»»

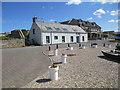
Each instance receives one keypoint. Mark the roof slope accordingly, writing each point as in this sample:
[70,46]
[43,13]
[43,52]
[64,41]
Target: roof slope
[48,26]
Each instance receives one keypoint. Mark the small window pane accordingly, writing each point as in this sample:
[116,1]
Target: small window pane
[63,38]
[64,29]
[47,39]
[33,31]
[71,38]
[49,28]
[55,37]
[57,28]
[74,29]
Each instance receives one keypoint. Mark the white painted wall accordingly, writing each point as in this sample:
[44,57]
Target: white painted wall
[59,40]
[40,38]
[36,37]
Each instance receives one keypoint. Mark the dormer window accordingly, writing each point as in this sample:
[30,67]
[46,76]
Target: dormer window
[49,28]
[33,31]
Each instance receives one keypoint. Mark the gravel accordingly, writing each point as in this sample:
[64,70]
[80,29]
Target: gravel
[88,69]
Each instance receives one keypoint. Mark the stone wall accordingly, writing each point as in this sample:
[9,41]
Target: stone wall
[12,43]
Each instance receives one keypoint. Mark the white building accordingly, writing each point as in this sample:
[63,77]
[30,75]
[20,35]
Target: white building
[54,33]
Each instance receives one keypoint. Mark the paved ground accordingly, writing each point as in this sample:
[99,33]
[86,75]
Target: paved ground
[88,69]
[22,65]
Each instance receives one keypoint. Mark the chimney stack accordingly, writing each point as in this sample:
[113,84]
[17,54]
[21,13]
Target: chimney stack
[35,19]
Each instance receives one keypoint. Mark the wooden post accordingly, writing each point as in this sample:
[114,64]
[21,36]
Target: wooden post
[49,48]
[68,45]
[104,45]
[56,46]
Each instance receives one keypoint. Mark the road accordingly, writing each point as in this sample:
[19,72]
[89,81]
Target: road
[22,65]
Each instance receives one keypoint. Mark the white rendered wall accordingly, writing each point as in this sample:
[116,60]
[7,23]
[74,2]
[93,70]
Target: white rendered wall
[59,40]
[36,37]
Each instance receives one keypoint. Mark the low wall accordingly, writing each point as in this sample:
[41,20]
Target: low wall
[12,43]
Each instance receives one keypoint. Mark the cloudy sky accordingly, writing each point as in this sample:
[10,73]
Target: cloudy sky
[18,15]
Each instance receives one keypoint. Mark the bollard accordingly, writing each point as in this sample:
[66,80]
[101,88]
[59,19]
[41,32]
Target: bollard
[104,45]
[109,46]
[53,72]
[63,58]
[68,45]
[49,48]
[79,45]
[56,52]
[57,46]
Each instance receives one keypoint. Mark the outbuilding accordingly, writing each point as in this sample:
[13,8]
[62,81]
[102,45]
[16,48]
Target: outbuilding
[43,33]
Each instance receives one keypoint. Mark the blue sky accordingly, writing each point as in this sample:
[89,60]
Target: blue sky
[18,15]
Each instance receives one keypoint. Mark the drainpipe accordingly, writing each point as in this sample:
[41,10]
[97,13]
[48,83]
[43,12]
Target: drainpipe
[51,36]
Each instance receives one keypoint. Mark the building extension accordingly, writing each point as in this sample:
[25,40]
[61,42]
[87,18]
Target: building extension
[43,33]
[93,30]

««
»»

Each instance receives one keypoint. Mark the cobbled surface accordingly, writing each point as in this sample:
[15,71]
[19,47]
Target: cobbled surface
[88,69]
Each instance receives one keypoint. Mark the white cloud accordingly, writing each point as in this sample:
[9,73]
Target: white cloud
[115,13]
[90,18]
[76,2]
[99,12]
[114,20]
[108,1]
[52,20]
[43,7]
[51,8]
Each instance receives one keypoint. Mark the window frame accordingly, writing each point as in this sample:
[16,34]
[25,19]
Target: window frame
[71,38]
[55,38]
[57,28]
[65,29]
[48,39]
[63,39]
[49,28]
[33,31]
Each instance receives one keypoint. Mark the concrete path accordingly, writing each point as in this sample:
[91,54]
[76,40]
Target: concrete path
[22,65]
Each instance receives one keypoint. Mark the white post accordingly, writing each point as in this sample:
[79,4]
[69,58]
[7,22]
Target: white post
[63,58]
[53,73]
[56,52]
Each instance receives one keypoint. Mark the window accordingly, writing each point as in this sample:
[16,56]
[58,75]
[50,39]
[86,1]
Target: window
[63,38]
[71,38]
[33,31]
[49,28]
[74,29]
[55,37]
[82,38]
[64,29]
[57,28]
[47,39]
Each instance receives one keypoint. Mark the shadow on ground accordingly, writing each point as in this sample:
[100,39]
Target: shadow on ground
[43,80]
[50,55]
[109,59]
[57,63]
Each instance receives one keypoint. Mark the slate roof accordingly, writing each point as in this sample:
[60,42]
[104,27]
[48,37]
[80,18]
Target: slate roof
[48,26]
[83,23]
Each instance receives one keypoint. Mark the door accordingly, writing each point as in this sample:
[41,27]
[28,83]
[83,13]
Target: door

««

Work order | When a line in the records holds the string "door", copy that line.

Expected answer |
Each instance receives one keypoint. Mark the door accordingly, writing each point as in this sample:
Target: door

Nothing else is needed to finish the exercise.